* [Excerpt provided]:
= = = = = = =

The various initiatives undertaken by Homarus Inc. to achieve its objectives today translate into five areas of activity: (1) Resource Enhancement, (2) Stock Assessment, (3) Environment (4) Fishermen Economic Viability and (5) Education.
1. Resource enhancement
The artificial reefs project has resulted in the conception of a unique and innovative lobster reef design. The technology has since proven itself and is now used on a standard basis for the development of coastal marine habitats. Since 2003, approximately 60,000 structures have been deployed to create over twenty artificial reefs across Atlantic Canada.
Since its inception in 2002, this project has demonstrated that lobster seeding can have a significant impact on lobster populations and that this activity can be economically viable. Research has enabled the development of highly efficient hatchery techniques for producing large quantities of seed lobsters (500,000 lobsters/year) at very low costs ($ 0.25 / larva; 40% of survival to fishing). More than 3 million lobsters have been seeded in twenty areas of Atlantic Canada since the beginning of the project.

= = = = = = =

* [Exercise data]:
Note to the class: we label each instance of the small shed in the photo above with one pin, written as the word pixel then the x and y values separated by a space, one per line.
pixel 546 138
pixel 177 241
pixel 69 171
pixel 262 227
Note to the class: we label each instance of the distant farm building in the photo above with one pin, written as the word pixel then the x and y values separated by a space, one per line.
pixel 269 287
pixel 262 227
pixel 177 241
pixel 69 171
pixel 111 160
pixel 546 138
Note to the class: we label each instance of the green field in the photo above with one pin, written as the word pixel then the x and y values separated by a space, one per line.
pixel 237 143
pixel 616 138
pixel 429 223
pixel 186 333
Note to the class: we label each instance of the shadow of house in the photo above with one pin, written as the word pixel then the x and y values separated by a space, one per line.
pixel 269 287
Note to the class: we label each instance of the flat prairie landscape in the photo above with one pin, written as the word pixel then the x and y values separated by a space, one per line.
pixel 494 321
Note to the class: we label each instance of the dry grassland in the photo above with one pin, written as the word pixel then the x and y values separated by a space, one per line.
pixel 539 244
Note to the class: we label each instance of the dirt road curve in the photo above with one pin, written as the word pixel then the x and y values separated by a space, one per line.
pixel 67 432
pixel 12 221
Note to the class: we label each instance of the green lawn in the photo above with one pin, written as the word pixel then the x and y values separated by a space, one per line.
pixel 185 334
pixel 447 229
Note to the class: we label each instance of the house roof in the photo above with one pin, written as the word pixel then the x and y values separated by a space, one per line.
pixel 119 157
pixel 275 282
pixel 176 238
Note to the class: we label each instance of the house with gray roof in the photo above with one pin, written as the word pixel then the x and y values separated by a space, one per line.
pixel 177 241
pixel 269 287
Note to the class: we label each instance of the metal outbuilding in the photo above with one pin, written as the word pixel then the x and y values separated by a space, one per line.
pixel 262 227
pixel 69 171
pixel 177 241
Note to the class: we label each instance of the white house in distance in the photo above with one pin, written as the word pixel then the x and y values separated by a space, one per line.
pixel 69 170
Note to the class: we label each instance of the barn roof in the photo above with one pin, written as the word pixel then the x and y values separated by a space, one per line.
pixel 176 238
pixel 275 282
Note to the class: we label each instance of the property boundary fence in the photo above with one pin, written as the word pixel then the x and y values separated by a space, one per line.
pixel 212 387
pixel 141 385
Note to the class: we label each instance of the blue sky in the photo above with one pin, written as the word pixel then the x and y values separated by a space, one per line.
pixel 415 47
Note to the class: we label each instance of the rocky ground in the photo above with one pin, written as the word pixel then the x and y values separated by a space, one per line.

= = = = = = =

* [Exercise]: Name every area of activity that the Homarus Inc. text lists for the organization's initiatives.

* [Result]: Resource Enhancement, Stock Assessment, Environment, Fishermen Economic Viability, and Education.